## Text provided

-*-

Re: [RFC] Performance experiments with Ceph messenger

Piotr Dałek <piotr.dalek@xxxxxxxxxxxx> · Tue, 13 Nov 2018 12:24:15 +0100

On 2018-11-13 11:50 a.m., Roman Penyaev wrote:
Hi Piotr,

What I've noticed in 'perf report' output is a huge amount of reference
increases/decreases for buffer::ptr objects.  So it seems allocation and
copies is not only the issue, but also a huge number of atomic operations
on hot paths.

This is something you can't really avoid, because that's an artifact
of buffer interface abuse. Most commonly this happens when moving
bufferptrs between bufferlists or sharing them with other bufferlists.

At least we can try to minimize it for send/recv path in messenger.
Step by step.  If you take a look into ProtocolV1::write_event() you will see
temporal bufferlist data, to which then message buffers appended three times
in prepare_send_message().  Then inside write_message() the same temporal
data buffer is appended to outcoming_bl collecting all the buffers together.
On high iops rate this kills performance.  I targeted exactly this issue
in https://github.com/rouming/ceph/commit/90831f241bc collecting all buffers
in iovec instead of appending them to bufferslist.  This is quite cheap and
doable optimization which brings some profit.

That's why I called it "abuse" :)
In any case, you're free to make actual pull request.

Over a year ago Red Hat started to rewrite large parts of Ceph code to
utilize Seastar framework which gave hope for the above to change. But
it's unclear whether it'll be the case, what performance gains should
users expect and whether it'll require users to redesign their
clusters or other costly labor. On the other hand, such large rewrite
puts a huge question mark on any performance improvement work as
nobody can tell you with 100% certainty that your work won't be
dropped during the transition to Seastar.

Did anyone try to do approximate tests putting seastar instead of msg/async?
It should not be a huge amount of work before first results can shed
the light and answer the question: is it worth to do or not.  Seems
couple of weeks, no?

Yes, they did a prototype: https://github.com/cohortfsllc/crimson
But I don't remember seeing any perf numbers (I might have an amnesia, 
though).

Hm, is this a correct repo?  It seems empty (24 commits) and was not
touched for a year (other parts for 3 years).  Implementation also looks
like just stubs.

Because this was prototype they were working on. It has several branches, 
have you seen them?
Besides, careful, optimal
buffer handling is difficult *especially* in complex multi-threaded
software like Ceph, and it's way less fun than, for example, using
tons of language features to get rid of integer divisions.

I just want to minimize obvious costly things like allocations, atomic
ops and sendmsg() syscalls, no rocket science here.  Especially that
makes sense in case of RDMA transport layer, which on my fio tests
does not show any performance gain, because for each IO before reaching
the actual hardware cpu is busy doing a lot of other things.

As Gregory already pointed out, Ceph is far past the point where
everything was nice and simple - bufferptrs received from messenger
may be later referenced by tons of other subsystems and threads in
seemingly unrelated bufferlists. Of course you're free to have a stab
at this, but if it was so obvious and simple, someone would have done
this long time ago.

Seems putting all buffers in iovec is obvious and simple.  Please correct
me if I am wrong or missing something.

You have to assure that all data referenced in iovec will remain unchanged 
during entire sendmsg() call - that may return before all data is written or 
be preempted during write. If other thread does something to data processed 
by sendmsg() you'll end up with crashes or data corruption.

--
Piotr Dałek
piotr.dalek@xxxxxxxxxxxx
https://www.ovhcloud.com

-*-

## Source excerpt
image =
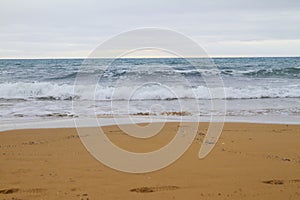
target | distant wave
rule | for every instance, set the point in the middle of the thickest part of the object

-*-

## Exercise description
In the Ceph messenger performance thread above, reproduce the passage that begins at the words "In any case, you're" and stops after the words "instead of msg/async?".

## Result of this task
In any case, you're free to make actual pull request.

Over a year ago Red Hat started to rewrite large parts of Ceph code to
utilize Seastar framework which gave hope for the above to change. But
it's unclear whether it'll be the case, what performance gains should
users expect and whether it'll require users to redesign their
clusters or other costly labor. On the other hand, such large rewrite
puts a huge question mark on any performance improvement work as
nobody can tell you with 100% certainty that your work won't be
dropped during the transition to Seastar.

Did anyone try to do approximate tests putting seastar instead of msg/async?